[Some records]
========================================

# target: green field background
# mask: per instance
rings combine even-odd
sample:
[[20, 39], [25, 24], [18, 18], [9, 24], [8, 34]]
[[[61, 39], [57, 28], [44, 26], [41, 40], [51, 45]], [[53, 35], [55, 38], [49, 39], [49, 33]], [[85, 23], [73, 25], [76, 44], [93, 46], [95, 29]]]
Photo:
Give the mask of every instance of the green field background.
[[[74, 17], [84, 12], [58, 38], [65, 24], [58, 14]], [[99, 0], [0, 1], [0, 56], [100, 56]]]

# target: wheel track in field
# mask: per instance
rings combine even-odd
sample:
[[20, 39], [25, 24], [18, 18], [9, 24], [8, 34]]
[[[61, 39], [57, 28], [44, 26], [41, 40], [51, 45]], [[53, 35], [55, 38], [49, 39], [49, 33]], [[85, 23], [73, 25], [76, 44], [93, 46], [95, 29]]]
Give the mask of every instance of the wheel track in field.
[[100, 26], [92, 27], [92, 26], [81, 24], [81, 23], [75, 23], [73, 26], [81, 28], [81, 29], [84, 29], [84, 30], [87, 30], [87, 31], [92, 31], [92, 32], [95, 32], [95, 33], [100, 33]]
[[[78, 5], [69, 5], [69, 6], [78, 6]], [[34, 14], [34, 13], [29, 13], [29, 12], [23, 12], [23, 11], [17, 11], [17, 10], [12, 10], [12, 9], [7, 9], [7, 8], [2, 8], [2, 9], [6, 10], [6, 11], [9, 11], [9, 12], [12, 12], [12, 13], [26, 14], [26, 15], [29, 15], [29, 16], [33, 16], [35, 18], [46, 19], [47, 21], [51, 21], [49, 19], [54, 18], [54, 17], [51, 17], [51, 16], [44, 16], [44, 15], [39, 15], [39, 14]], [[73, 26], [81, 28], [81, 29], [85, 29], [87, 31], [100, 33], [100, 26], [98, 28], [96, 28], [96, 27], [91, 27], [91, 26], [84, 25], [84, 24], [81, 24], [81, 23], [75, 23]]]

========================================

Set task: Present every line of the records above as a numbered list, skipping any blank lines.

Complete response:
1. # target: green field background
2. # mask: per instance
3. rings combine even-odd
4. sample:
5. [[20, 39], [25, 24], [18, 18], [9, 24], [8, 34]]
6. [[[61, 39], [57, 28], [44, 26], [41, 40], [51, 45]], [[53, 35], [55, 38], [49, 39], [49, 33]], [[85, 23], [73, 25], [76, 44], [93, 46], [95, 29]]]
7. Photo:
8. Give the mask of every instance of the green field background.
9. [[[74, 17], [84, 12], [58, 38], [65, 24], [58, 14]], [[99, 0], [0, 1], [0, 56], [100, 56]]]
10. # target: wheel track in field
11. # mask: per instance
12. rings combine even-odd
13. sample:
14. [[20, 39], [25, 24], [18, 18], [9, 24], [8, 34]]
15. [[[61, 39], [57, 28], [44, 26], [41, 40], [51, 45]], [[53, 35], [55, 38], [49, 39], [49, 33]], [[85, 23], [73, 25], [76, 44], [93, 46], [95, 29]]]
16. Give the mask of every instance of the wheel track in field.
17. [[100, 26], [92, 27], [92, 26], [81, 24], [81, 23], [75, 23], [73, 26], [81, 28], [81, 29], [84, 29], [84, 30], [87, 30], [87, 31], [92, 31], [92, 32], [95, 32], [95, 33], [100, 33]]
18. [[[78, 5], [69, 5], [69, 6], [78, 6]], [[34, 14], [34, 13], [29, 13], [29, 12], [23, 12], [23, 11], [17, 11], [17, 10], [12, 10], [12, 9], [7, 9], [7, 8], [2, 8], [2, 9], [6, 10], [6, 11], [9, 11], [9, 12], [12, 12], [12, 13], [26, 14], [26, 15], [29, 15], [29, 16], [33, 16], [35, 18], [46, 19], [47, 21], [51, 21], [49, 19], [54, 18], [54, 17], [51, 17], [51, 16], [44, 16], [44, 15], [39, 15], [39, 14]], [[73, 26], [81, 28], [81, 29], [85, 29], [87, 31], [100, 33], [100, 26], [98, 28], [96, 28], [96, 27], [91, 27], [91, 26], [84, 25], [84, 24], [81, 24], [81, 23], [75, 23]]]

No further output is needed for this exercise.